> _REQUIRED TASKS_
• 1. According to the passage on acetylation in the endoplasmic reticulum, which two ER-based KATs catalyze ER acetylation?
• 2. Continue the passage on acetylation in the endoplasmic reticulum from its last sentence.

> _PASSAGE SHOWN_
In 2007, Costantini et al. reported transient dual enzymatic machinery acting both in the ER and Golgi apparatus. In particular, they have reported that membrane protein β-site APP cleaving enzyme 1 (BACE1), an aspartic-acid protease that processes amyloid precursor protein involved in the pathogenesis of Alzheimer’s disease, is acetylated and deacetylated in seven different residues both in the ER and Golgi apparatus, respectively [114]. Subsequent proteomic studies have assessed the ER acetylome, and predicted wide-ranging biological implications of this pathway [115]. The list of ER-resident proteins includes chaperones and enzymes involved with PTM and folding. After that, many membrane and secreted proteins were reported to undergo transient lysine acetylation in the ER lumen [115-117]. This implies not only the presence of KATs in this cellular compartment but also an ER import system for acetyl-CoA. To date, ER acetylation has been found to be catalyzed by two different ER-based KATs, which were named AT-1 (also known as camello-like 2 and N-acetyltransferase 8B) and AT-2 (also known as camello-like 1 and N-acetyltransferase 8), both members of the camello family, which belongs to the GNAT superfamily [118]. Recently, AT-1 and consequently ER acetylation were genetically modified in vivo [119]. Importantly, the overexpression of AT-1 per se does not cause acetylation of proteins that are normally non-acetylated [117]. Targeting AT-1 function in mice leads to the appearance of neurodegenerative features, inflammation and cancer [119]. In conclusion, what was once a cytosolic and nuclear event now appears to be an essential component of mitochondria and ER functions as well.

> _GIVEN DATA_
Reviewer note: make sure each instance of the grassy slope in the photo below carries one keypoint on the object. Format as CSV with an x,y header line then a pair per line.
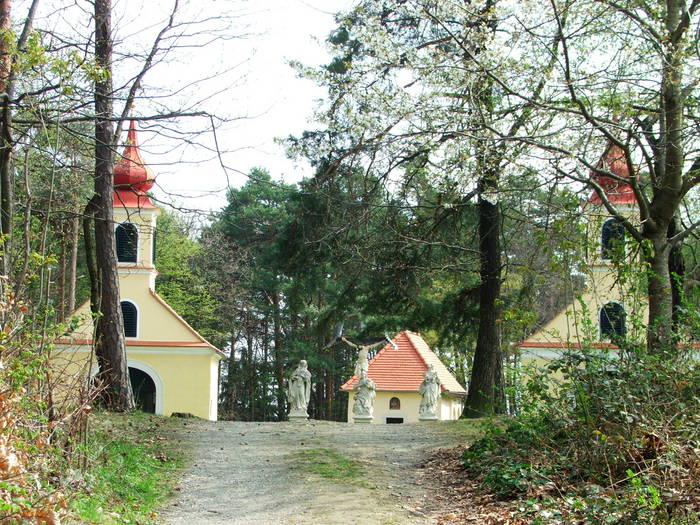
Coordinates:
x,y
132,469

> _NUMBERED ANSWERS_
• 1. AT-1 and AT-2

• 2.
Small molecule modulators of KATs as cancer therapeutics

The discovery of protein acetylation has led to the identification of many novel epigenetic drug targets. The first Food and Drug Administration-approved acetylation-modifying agent was the HDAC inhibitor vorinostat (also known as suberanilohydroxamic acid (SAHA)), initially identified as an agent inducing the differentiation of tumor cells in vitro. To date, other 3 HDACi (romidepsin, belinostat, and panobinostat) have been approved for cancer treatment and many other HDACi are currently used in clinical trials [120]. By contrast, the area of identifying KAT inhibitors (KATi) is not as well explored as HDACi (Table 2).

Table 2: Involvement of Lysine acetyltransferases (KATs) in cancer

KATs

Cancer Type

Alteration

Oncogene or tumor suppressor

Ref.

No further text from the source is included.